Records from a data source
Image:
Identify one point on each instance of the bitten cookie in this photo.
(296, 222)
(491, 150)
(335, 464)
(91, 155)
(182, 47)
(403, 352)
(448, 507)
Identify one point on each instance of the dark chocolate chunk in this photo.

--

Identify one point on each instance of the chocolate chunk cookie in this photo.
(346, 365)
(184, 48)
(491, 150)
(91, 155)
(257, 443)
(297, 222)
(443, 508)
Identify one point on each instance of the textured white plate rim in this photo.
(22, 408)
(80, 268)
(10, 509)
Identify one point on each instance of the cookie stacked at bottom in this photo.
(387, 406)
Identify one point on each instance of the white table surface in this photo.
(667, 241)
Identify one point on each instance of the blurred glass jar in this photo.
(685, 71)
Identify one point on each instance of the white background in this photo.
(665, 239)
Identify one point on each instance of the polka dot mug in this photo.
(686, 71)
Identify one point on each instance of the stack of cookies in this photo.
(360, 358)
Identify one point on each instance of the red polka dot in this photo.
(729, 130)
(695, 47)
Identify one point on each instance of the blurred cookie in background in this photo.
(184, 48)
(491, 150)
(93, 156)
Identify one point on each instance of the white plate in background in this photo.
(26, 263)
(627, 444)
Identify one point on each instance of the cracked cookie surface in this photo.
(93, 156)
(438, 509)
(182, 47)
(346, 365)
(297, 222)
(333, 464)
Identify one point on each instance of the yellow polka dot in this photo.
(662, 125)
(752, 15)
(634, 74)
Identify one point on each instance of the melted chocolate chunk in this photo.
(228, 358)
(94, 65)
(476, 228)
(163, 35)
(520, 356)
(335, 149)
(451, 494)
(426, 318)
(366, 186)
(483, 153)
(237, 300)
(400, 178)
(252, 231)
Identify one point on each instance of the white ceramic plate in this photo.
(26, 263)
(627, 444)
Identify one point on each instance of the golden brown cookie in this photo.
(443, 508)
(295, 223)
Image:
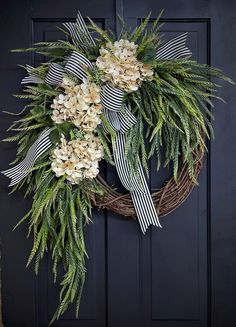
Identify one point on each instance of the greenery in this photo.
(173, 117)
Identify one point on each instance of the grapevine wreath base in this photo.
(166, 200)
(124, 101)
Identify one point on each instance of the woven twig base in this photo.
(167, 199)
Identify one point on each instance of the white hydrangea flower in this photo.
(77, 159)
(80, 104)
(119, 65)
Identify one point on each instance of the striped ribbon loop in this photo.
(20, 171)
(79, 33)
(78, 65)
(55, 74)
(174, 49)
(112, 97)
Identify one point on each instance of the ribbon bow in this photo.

### Work instructions:
Could you arrange everything in the data from the line containing "Identify one point on each instance of the white ceramic" down to the line containing "Identify one point on each instance of the ribbon" as a numbered list, with blank lines and pictures left out?

### Correct result:
1. Identify one point on each instance of the white ceramic plate in this photo.
2. (26, 263)
3. (627, 444)
4. Identify one point on each instance of the golden brown cookie in this photo.
5. (443, 508)
6. (295, 223)
7. Image:
8. Identify one point on each instance of the greenery in this photo.
9. (173, 117)
10. Identify one point on each instance of the grapevine wreath base in this photo.
11. (166, 200)
12. (124, 101)
13. Identify one point on each instance of the woven twig base in this photo.
14. (167, 199)
15. Identify one point on each instance of the white hydrangea flower in this photo.
16. (77, 159)
17. (80, 104)
18. (119, 65)
19. Identify one point on each instance of the striped ribbon loop in this photo.
20. (20, 171)
21. (79, 33)
22. (78, 65)
23. (55, 74)
24. (174, 49)
25. (112, 97)
26. Identify one point on each instance of the ribbon bow in this photo.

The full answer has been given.